I went to FNB to open a personal account with my Permanent Residence permit and was refused. I then went to Nedbank and the consultant contacted FICA direct and received all the instruction they need to assist with the account while my ID is still in process. My account then received a FICA case number to ensure there would be no issues in the future. Nedbank has even given me credit on the account. I would suggest you go to the bank you want, tell the agent to contact FICA and receive the correct instructions. FICA informed the my bank agent "they are aware of the new laws and time delays we are facing as Foreign Nationals and has the steps in place to assist us". You just need an agent willing to make the call and set up the business account in the correct manner to prevent it from getting frozen.


----------



## hazy85 (Aug 15, 2014)

*Hazy85*



GI Coastie said:


> I went to FNB to open a personal account with my Permanent Residence permit and was refused. I then went to Nedbank and the consultant contacted FICA direct and received all the instruction they need to assist with the account while my ID is still in process. My account then received a FICA case number to ensure there would be no issues in the future. Nedbank has even given me credit on the account. I would suggest you go to the bank you want, tell the agent to contact FICA and receive the correct instructions. FICA informed the my bank agent "they are aware of the new laws and time delays we are facing as Foreign Nationals and has the steps in place to assist us". You just need an agent willing to make the call and set up the business account in the correct manner to prevent it from getting frozen.


This exactly what the Relationship Manager did for me at FNB Fourways branch, i had given up hope and was there to close the account as instructed by FNB Northgate, the lady asked me to leave everything with her, she decided to contact FICA herself. She called me 3 weeks later to activate my account,online banking and bank card. You just need a consultant who is willing to help.

I know it's frustrating.

All the Best.


----------



## load_shedder (Feb 12, 2015)

Hi GI Coastie,

Crazy to hear that even with a PR, FNB chased you away 

Thank you for your advice regarding FICA.
I will go to FNB on Monday with a more persistent mind, and find that angel agent.


----------



## load_shedder (Feb 12, 2015)

Hi Hazy,

Thank you for your insight - very helpful.

It seems like FNB contacting FICA is the solution.
I feel a whole lot more assured knowing there is a way out of this mess.

FNB Claremont, see you on Monday :boxing:


----------



## SayansiScope (Apr 19, 2014)

Hi Hazy85,

Actually the Nedbank system has already taken care of this, I can assure you that when opening a new bank account; an account type "spousal" which is for your typical Visitors 11(6) visa holders is there in a drop-down menu (consultant facing the PC) . However, the problem is that most of the consultants are not aware of this...you need an experienced consultant to assist. Alternatively, try to open your account in a branch where they have long experience dealing with foreigners e.g., Hatfield in Pretoria..


----------



## mbizi21 (Feb 7, 2015)

LegalMan said:


> I just died laughing!!!


Lol, yah funny story that, can't believe it happened in that way


----------



## LegalMan (Dec 26, 2012)

SayansiScope said:


> Hi Hazy85,
> 
> Actually the Nedbank system has already taken care of this, I can assure you that when opening a new bank account; an account type "spousal" which is for your typical Visitors 11(6) visa holders is there in a drop-down menu (consultant facing the PC) . However, the problem is that most of the consultants are not aware of this...you need an experienced consultant to assist. Alternatively, try to open your account in a branch where they have long experience dealing with foreigners e.g., Hatfield in Pretoria..

*TASK A:* In the forum thread, which branch is suggested as having long experience dealing with foreigners?
The forum thread and the listing come from unrelated sources.

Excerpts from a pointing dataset
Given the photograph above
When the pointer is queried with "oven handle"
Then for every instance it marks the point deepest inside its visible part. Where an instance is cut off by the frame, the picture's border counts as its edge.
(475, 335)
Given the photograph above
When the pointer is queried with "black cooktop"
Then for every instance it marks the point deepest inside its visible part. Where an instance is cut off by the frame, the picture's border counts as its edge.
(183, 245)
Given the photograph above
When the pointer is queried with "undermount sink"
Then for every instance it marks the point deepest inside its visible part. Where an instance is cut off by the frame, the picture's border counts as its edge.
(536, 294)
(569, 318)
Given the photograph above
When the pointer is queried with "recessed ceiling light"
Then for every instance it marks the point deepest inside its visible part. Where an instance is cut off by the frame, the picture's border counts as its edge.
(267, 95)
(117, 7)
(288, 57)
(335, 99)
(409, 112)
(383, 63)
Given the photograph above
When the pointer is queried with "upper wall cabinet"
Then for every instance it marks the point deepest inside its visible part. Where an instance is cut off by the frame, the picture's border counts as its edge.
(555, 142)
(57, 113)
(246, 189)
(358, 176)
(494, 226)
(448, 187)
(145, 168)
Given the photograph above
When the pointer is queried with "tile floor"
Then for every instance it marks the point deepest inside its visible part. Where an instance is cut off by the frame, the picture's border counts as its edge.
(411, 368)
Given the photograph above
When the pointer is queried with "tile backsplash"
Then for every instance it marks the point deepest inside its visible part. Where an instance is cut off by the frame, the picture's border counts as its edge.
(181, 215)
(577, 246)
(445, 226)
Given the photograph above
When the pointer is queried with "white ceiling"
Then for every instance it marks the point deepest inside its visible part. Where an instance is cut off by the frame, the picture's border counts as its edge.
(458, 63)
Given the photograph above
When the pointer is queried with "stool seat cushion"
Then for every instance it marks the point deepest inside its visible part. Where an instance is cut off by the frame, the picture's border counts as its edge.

*TASK B:* Report how many lines of the listing contain the string "pointer", treating case as significant. Give only the number.

*CORRECT RESPONSE A:* Hatfield in Pretoria.

*CORRECT RESPONSE B:* 9